* WHAT YOU HAVE TO DO
Repeat exactly the lines from the start of the material below up to and including the "Subject: dirt path" line.

"""

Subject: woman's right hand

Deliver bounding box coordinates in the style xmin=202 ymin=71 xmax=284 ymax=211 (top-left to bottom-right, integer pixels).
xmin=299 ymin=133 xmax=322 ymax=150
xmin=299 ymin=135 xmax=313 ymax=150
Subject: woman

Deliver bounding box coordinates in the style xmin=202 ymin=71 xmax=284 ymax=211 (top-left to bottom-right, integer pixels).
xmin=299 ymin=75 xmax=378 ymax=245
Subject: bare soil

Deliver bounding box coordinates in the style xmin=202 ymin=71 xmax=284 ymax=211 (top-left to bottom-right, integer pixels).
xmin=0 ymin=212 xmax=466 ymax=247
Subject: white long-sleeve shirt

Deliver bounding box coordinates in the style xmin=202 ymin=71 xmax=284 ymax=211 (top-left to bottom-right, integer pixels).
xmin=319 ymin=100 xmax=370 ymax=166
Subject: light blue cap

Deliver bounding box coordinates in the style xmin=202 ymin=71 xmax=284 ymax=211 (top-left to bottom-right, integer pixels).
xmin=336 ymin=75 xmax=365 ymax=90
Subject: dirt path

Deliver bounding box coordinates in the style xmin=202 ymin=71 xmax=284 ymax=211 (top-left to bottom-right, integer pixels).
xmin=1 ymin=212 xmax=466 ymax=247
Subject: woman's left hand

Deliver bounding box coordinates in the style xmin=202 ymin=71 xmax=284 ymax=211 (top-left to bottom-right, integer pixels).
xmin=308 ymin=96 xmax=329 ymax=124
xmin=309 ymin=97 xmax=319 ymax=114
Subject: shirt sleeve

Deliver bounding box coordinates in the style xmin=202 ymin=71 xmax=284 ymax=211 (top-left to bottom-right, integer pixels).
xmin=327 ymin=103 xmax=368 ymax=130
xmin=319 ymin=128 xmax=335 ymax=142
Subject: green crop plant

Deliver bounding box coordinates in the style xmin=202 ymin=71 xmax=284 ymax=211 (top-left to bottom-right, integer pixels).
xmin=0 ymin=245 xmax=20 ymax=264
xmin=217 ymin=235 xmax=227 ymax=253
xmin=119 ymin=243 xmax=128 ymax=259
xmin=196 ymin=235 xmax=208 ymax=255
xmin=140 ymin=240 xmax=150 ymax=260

"""

* WRITTEN RESPONSE
Subject: woman's right hand

Deliver bounding box coordinates in the style xmin=202 ymin=71 xmax=284 ymax=211 (top-left to bottom-right, integer pixels).
xmin=299 ymin=133 xmax=322 ymax=150
xmin=299 ymin=135 xmax=313 ymax=150
Subject: woman

Deliver bounding box coordinates in the style xmin=202 ymin=71 xmax=284 ymax=211 (top-left to bottom-right, integer pixels).
xmin=299 ymin=75 xmax=378 ymax=245
Subject: bare soil

Deliver bounding box coordinates in the style xmin=202 ymin=71 xmax=284 ymax=211 (top-left to bottom-right, integer pixels).
xmin=0 ymin=212 xmax=466 ymax=247
Subject: white long-sleeve shirt

Deliver bounding box coordinates in the style xmin=202 ymin=71 xmax=284 ymax=211 (top-left to bottom-right, integer pixels).
xmin=319 ymin=100 xmax=370 ymax=166
Subject: light blue cap

Deliver bounding box coordinates in the style xmin=202 ymin=71 xmax=284 ymax=211 (top-left to bottom-right, integer pixels).
xmin=336 ymin=75 xmax=365 ymax=90
Subject: dirt path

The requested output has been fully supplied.